◆ Aim of the exercise
Could you reproduce the lines below from the one with "Target: graveyard" through the one with "shape [[160, 238]]."? Keep both ends and add nothing.

◆ Data
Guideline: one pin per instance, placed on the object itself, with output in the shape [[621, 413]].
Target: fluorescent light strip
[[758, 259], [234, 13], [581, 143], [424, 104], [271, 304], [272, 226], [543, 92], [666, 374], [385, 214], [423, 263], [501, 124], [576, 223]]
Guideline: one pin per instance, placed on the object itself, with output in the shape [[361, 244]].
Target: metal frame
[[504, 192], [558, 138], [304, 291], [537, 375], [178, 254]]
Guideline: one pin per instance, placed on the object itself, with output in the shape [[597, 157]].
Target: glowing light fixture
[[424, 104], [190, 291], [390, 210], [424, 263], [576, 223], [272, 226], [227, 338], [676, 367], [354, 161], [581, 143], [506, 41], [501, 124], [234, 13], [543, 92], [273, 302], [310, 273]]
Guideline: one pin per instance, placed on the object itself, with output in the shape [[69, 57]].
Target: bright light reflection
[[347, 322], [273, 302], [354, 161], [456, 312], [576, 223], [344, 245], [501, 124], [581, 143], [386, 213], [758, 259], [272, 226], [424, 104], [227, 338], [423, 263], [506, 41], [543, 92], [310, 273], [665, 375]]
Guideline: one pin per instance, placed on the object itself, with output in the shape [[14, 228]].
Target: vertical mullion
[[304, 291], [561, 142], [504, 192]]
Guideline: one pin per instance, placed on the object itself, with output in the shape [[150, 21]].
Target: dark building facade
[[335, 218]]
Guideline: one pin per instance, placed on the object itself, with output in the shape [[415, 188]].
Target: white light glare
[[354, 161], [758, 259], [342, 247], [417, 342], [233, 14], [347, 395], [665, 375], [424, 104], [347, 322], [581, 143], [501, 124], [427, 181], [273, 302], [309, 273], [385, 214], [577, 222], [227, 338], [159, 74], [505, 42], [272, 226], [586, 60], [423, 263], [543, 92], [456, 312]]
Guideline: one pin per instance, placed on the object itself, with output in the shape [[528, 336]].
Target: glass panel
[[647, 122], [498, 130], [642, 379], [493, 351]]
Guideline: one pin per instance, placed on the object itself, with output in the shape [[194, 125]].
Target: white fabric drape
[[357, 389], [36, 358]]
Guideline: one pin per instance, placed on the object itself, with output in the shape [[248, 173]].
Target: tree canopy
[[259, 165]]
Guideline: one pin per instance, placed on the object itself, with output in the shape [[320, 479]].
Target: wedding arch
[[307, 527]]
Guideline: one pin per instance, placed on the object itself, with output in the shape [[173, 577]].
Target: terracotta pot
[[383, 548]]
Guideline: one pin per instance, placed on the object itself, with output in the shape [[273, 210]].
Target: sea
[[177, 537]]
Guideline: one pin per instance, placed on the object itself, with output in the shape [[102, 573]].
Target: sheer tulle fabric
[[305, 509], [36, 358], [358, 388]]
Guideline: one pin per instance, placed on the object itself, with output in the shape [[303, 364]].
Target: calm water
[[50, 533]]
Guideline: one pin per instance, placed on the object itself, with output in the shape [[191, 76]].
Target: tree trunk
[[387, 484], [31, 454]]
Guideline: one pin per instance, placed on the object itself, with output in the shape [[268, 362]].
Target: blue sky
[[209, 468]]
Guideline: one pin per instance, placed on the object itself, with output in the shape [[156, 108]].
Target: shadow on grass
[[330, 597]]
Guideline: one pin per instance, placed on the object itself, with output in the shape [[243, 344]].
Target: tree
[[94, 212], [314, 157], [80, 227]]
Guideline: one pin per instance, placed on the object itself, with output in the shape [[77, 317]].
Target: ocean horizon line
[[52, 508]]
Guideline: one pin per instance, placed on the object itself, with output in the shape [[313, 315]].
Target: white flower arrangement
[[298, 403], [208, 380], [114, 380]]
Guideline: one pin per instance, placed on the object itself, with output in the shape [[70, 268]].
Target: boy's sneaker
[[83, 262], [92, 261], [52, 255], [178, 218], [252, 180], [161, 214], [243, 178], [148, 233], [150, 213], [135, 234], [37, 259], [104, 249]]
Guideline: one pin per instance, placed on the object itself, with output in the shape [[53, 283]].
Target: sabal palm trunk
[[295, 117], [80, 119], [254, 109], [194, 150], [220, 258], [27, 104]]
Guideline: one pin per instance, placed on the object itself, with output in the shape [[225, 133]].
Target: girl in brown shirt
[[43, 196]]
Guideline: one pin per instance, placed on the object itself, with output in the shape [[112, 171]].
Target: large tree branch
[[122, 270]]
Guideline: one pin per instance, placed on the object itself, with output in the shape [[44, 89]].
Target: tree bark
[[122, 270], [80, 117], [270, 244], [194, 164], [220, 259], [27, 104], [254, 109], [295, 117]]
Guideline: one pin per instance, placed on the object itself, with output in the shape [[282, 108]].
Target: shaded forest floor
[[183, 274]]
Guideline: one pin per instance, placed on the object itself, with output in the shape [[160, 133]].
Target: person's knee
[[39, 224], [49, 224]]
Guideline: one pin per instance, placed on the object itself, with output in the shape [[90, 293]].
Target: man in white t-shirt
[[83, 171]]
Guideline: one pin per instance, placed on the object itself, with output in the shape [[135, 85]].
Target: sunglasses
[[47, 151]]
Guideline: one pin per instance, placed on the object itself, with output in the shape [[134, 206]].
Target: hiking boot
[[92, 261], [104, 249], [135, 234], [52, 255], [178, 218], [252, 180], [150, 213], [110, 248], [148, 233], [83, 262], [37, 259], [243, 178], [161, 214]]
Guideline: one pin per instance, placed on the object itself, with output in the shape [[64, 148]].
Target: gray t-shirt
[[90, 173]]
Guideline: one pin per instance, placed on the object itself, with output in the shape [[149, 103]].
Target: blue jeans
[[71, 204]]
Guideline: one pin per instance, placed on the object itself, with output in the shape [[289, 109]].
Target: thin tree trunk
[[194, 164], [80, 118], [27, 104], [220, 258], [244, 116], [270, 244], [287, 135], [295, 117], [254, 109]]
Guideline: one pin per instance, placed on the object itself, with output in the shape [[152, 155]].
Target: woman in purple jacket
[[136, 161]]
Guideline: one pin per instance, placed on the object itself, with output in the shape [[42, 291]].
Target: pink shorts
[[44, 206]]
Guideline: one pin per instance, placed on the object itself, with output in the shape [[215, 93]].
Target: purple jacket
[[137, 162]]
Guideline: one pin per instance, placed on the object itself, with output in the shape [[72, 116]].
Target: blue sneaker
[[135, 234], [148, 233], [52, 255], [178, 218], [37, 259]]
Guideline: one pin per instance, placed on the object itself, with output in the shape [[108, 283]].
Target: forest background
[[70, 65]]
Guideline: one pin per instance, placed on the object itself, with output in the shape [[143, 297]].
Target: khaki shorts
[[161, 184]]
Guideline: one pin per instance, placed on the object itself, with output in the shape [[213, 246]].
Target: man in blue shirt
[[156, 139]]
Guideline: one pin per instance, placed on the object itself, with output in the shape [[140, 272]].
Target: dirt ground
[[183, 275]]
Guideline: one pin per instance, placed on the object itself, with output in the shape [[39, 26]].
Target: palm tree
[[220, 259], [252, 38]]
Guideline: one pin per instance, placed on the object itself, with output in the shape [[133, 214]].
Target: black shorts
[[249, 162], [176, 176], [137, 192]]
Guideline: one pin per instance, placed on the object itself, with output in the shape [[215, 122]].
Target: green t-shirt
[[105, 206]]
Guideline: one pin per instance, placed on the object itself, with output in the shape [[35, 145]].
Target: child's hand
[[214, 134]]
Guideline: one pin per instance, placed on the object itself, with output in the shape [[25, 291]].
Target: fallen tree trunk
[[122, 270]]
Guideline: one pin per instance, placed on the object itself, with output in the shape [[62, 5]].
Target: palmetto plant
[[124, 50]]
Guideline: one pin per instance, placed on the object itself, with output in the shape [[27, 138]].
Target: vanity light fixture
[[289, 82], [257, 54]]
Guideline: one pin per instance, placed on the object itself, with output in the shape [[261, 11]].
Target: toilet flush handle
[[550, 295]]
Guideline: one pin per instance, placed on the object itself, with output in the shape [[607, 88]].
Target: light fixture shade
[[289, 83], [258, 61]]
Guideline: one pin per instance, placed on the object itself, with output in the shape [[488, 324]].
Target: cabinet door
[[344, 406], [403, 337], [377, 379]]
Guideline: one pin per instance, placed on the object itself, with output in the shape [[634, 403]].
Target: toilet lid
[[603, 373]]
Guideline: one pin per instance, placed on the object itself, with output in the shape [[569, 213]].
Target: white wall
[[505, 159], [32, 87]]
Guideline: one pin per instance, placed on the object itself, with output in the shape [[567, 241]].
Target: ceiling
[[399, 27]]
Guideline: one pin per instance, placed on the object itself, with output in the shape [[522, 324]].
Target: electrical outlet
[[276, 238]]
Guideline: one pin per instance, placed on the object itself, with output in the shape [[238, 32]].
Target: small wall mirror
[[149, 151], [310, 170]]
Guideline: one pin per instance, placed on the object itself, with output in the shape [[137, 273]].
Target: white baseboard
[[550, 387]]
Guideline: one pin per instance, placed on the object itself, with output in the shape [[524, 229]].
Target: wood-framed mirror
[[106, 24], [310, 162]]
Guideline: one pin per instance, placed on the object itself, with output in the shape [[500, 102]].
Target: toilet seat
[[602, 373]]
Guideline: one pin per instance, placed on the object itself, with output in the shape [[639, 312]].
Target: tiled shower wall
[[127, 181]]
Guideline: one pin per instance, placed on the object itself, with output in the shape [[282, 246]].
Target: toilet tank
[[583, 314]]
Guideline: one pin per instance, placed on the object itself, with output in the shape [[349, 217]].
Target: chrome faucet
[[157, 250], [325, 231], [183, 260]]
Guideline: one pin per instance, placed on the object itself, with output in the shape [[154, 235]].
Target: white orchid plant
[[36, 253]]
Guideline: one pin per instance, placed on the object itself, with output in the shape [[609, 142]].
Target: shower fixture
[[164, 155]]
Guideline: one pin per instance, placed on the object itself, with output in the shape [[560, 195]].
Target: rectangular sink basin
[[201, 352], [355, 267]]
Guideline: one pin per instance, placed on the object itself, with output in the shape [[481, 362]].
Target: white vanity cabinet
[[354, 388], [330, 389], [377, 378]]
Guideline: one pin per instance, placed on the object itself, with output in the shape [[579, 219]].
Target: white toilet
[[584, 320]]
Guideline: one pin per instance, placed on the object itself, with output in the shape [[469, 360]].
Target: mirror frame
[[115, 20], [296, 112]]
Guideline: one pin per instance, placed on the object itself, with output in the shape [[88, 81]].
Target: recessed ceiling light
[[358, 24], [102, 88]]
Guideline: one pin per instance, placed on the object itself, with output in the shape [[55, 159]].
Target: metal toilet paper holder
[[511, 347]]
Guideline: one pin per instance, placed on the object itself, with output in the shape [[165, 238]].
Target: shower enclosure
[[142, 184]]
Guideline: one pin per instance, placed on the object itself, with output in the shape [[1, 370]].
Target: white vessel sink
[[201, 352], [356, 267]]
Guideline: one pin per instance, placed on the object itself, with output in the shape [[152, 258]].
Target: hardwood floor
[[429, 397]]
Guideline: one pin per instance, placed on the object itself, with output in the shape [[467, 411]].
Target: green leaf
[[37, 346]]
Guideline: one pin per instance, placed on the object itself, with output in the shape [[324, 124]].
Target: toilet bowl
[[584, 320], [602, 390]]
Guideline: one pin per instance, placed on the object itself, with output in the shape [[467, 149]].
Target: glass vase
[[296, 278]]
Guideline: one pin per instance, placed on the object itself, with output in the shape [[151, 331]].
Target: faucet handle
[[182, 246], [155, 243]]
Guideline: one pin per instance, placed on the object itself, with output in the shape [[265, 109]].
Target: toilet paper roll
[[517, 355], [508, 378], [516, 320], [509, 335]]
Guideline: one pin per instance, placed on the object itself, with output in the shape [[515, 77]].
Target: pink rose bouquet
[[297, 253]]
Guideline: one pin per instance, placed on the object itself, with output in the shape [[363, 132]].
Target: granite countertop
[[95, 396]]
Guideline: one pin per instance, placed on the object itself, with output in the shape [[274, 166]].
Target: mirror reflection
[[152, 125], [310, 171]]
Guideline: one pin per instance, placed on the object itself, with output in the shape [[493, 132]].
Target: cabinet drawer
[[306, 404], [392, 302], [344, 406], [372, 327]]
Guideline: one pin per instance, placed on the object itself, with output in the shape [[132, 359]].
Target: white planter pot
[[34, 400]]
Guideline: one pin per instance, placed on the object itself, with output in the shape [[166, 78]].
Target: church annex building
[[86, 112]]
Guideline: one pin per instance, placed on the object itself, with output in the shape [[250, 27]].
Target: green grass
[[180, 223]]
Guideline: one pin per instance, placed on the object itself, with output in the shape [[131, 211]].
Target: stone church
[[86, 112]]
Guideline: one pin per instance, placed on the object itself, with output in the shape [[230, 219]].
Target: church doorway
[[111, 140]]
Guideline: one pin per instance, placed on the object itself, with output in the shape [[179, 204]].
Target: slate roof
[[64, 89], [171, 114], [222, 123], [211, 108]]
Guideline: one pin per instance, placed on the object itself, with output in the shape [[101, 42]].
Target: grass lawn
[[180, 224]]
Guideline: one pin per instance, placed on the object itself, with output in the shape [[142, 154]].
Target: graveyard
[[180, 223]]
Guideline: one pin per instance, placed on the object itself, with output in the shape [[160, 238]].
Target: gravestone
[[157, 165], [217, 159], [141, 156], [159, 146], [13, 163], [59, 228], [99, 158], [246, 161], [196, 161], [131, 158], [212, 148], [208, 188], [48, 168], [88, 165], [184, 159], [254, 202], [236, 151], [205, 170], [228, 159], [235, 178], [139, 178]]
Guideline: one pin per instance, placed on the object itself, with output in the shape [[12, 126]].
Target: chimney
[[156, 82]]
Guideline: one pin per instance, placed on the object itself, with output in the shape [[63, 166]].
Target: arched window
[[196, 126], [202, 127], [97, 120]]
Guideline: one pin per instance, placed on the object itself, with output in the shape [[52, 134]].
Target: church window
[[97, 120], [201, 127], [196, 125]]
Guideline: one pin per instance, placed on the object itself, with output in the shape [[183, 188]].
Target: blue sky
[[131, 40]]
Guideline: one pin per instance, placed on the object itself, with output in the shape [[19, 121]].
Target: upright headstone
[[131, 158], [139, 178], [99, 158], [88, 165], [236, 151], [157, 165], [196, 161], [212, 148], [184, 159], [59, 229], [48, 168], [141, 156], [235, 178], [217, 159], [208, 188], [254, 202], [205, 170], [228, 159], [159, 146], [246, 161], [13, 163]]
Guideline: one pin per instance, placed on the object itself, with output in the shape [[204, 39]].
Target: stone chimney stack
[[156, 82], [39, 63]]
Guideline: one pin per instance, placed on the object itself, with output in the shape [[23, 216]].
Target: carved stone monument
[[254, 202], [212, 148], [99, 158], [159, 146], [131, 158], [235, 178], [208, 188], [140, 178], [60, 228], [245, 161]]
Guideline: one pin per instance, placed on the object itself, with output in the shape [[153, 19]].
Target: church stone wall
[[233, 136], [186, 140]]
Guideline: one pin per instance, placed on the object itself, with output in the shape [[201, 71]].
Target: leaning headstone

◆ Your response
Target: graveyard
[[180, 223]]
Guideline: one pin per instance, placed on the object itself, with output in the shape [[160, 238]].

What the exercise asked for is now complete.